STATED GOAL 1 - In the passage on cleaning below, write out the text word for word, beginning with "No one would" and ending after "rather be doing.".
STATED GOAL 2 - According to the passage on cleaning below, where does Anna keep her stuffie collection?

As I write this, my eight-year-old, Anna, is upstairs cleaning her room. Not as a consequence, not even because I asked her, but because she has a “plan.” It hatched about a month ago and involves cleaning excess clothing out of her drawers, organizing her desk, paring down her collection of prized possessions on her dresser, removing books deemed “babyish” from her overflowing shelves, and getting ruthless about that stuffie collection that resides on the floor of her closet. She’s currently finished all of these tasks except the stuffies, which she’s working on right now. This cleansing process gives her a giddy sense of joy that she definitely didn’t inherit from her mother.
No one would ever accuse me of being a clean freak. In fact, people who know me well would likely choke on their coffee if that question were even posed to me. I’m comfortable with clutter, though I do (or try to do) a weekly clean sweep of the build-up on tables, counters, etc. But in my world, items often don’t have proper homes, so they just hang out, staring me down until I figure out what to do with them. Sometimes, that takes a very long time (like until we’re having people over and I have to find a place to cram everything). The truth is, I don’t find cleaning cathartic or relaxing. It’s a necessary evil that gets in the way of all the other things I’d rather be doing.

INFORMATION SUPPLIED -
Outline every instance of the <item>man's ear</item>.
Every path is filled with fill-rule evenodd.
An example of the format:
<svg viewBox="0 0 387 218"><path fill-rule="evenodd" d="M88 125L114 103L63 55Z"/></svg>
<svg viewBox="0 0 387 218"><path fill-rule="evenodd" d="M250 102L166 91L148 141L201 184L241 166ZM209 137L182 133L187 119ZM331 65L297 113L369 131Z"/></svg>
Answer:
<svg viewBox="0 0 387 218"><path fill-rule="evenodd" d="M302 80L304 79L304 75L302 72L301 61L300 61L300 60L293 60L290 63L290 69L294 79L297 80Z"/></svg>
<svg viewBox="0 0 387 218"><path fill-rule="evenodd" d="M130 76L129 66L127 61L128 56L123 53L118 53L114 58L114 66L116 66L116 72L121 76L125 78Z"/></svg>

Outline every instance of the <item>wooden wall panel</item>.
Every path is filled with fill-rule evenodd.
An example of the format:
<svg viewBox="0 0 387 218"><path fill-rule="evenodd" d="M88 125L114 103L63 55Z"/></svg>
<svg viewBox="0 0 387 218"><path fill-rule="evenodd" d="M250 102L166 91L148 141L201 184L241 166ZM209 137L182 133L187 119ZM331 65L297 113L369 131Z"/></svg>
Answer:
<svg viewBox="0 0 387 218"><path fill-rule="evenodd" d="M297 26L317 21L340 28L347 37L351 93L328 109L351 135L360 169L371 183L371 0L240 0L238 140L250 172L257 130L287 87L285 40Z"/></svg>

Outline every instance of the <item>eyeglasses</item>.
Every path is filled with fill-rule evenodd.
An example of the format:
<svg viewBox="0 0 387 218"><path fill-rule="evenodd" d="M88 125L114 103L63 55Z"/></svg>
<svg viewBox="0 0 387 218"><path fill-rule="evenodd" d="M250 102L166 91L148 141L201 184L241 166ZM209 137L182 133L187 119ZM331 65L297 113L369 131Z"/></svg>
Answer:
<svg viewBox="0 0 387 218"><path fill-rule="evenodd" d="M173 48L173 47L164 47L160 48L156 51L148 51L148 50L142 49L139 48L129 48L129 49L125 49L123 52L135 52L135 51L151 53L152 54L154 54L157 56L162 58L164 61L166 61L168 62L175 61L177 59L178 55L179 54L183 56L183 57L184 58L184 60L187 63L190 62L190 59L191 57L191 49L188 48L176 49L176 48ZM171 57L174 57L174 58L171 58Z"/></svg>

WRITTEN SOLUTION 1 -
No one would ever accuse me of being a clean freak. In fact, people who know me well would likely choke on their coffee if that question were even posed to me. I’m comfortable with clutter, though I do (or try to do) a weekly clean sweep of the build-up on tables, counters, etc. But in my world, items often don’t have proper homes, so they just hang out, staring me down until I figure out what to do with them. Sometimes, that takes a very long time (like until we’re having people over and I have to find a place to cram everything). The truth is, I don’t find cleaning cathartic or relaxing. It’s a necessary evil that gets in the way of all the other things I’d rather be doing.

WRITTEN SOLUTION 2 - On the floor of her closet.